Requirement:
Answer these questions from the text on moving to Canada below:
(a) What rank did the University of Toronto reach in the 2016-2017 QS World University Rankings?
(b) At what age does voluntary kindergarten start in Canada?
(c) What three drawbacks does the text give for transferring funds through a bank?

======== Exercise text ========

Whether you’re moving with kids or you’re looking at studying yourself, there are plenty of good institutions to apply to in Canada. The 2016-2017 QS World University Rankings saw three Canadian universities snag places in the top 50 worldwide institutions list. McGill university based in Montréal took the worldwide rank of 30th best, closely followed by the University of Toronto at number 32 and University of British Columbia at number 45.
Meanwhile, schooling in Canada starts with voluntary kindergarten for a year at age five, and goes through to grades 11 or 12 (depending on province) which sees adolescents leave at between 16-18. There are both public and private schools to choose from and Canadians put a lot of emphasis into schooling which is why their standards for student achievements are high. Following high school there are also vocational education options for students to gain practical qualifications if they don’t want to follow the traditional academic route.
So you’ve found your dream home in Canada, now you just need to buy it. Or maybe you plan on renting and want to move your life savings over to North America with you – how do you go about it? When you’re moving a large lump sum you can stand to save, or lose, thousands. As we briefly mentioned in the Buying Property section, exchange rates play a vital part in your emigration adventure, so it’s important to manage your money properly. You’ll need to have a good idea of what’s going on in the markets before you commit to moving your money overseas. What’s more, if you’re retiring abroad and need a pension transferred to you regularly you’ll need to consider the most cost-effective way to do that too.
It might have occurred to you that your local bank can transfer your funds for you, but it’s not always the best way. By using a bank, you can end up incurring additional charges and finding hidden commission costs being tagged on, not to mention you won’t get the best exchange rate either.

======== Input data ========

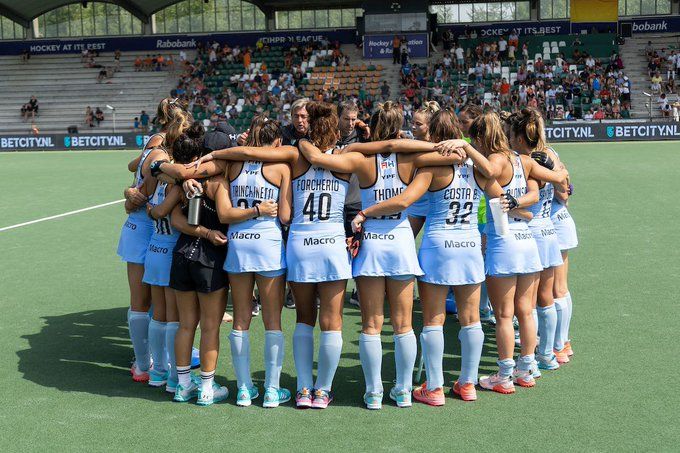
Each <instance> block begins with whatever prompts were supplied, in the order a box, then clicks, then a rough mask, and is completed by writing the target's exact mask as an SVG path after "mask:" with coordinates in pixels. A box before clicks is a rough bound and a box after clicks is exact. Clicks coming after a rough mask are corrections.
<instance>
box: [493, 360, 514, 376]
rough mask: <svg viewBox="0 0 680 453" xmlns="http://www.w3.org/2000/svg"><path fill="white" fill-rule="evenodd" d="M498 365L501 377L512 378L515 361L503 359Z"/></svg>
mask: <svg viewBox="0 0 680 453" xmlns="http://www.w3.org/2000/svg"><path fill="white" fill-rule="evenodd" d="M496 363H497V364H498V374H500V375H501V376H512V372H513V371H515V361H514V360H513V359H503V360H498V361H497V362H496Z"/></svg>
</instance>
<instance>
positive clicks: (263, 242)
mask: <svg viewBox="0 0 680 453" xmlns="http://www.w3.org/2000/svg"><path fill="white" fill-rule="evenodd" d="M229 189H230V192H231V203H232V205H233V206H234V207H236V208H241V209H250V208H252V207H254V206H257V205H258V204H260V203H262V202H263V201H266V200H273V201H276V202H278V200H279V187H278V186H276V185H275V184H273V183H271V182H270V181H268V180H267V179H266V178H265V177H264V175H263V174H262V162H253V161H248V162H244V163H243V167H242V168H241V172H240V173H239V175H238V176H237V177H236V178H235V179H234V180H233V181H231V183H230V185H229ZM228 239H229V246H228V248H227V259H226V261H225V263H224V270H225V271H227V272H230V273H243V272H257V273H260V272H272V271H281V270H283V269H285V268H286V259H285V253H284V248H283V238H282V236H281V223H280V222H279V218H278V217H264V216H260V217H256V218H254V219H250V220H246V221H245V222H241V223H234V224H231V225H229V232H228ZM281 274H283V272H281Z"/></svg>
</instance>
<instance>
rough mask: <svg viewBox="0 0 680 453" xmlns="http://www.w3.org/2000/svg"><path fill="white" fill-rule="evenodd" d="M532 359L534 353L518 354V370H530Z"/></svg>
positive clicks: (530, 367)
mask: <svg viewBox="0 0 680 453" xmlns="http://www.w3.org/2000/svg"><path fill="white" fill-rule="evenodd" d="M534 360H536V355H535V354H527V355H522V356H519V363H517V368H519V370H520V371H530V370H531V365H532V364H533V363H534Z"/></svg>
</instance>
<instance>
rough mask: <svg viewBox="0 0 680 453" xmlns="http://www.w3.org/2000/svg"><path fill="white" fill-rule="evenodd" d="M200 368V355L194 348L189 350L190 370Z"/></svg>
mask: <svg viewBox="0 0 680 453" xmlns="http://www.w3.org/2000/svg"><path fill="white" fill-rule="evenodd" d="M200 367H201V353H200V352H199V351H198V349H196V348H191V369H192V370H195V369H196V368H200Z"/></svg>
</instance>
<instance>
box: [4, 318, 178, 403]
mask: <svg viewBox="0 0 680 453" xmlns="http://www.w3.org/2000/svg"><path fill="white" fill-rule="evenodd" d="M126 317H127V308H112V309H107V310H93V311H84V312H79V313H70V314H66V315H62V316H48V317H45V318H43V320H44V322H45V325H44V326H43V328H42V329H41V330H40V332H39V333H36V334H31V335H24V336H23V337H22V338H23V339H25V340H26V341H28V346H29V347H28V349H24V350H22V351H19V352H17V355H18V356H19V372H21V373H23V376H24V378H25V379H27V380H29V381H31V382H35V383H36V384H38V385H42V386H44V387H52V388H55V389H58V390H61V391H66V392H86V393H93V394H97V395H104V396H112V397H134V398H144V399H148V400H152V401H170V398H169V397H168V395H167V394H166V393H165V392H164V391H163V390H162V389H150V388H148V389H147V388H144V389H141V388H140V387H144V384H140V383H136V382H133V381H132V379H131V378H130V373H129V371H128V370H129V369H130V360H131V358H132V357H131V348H130V340H129V337H128V328H127V323H126V321H125V320H126ZM140 390H142V391H140Z"/></svg>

========

Exercise result:
(a) Number 32
(b) Five
(c) Additional charges, hidden commission costs, and not getting the best exchange rate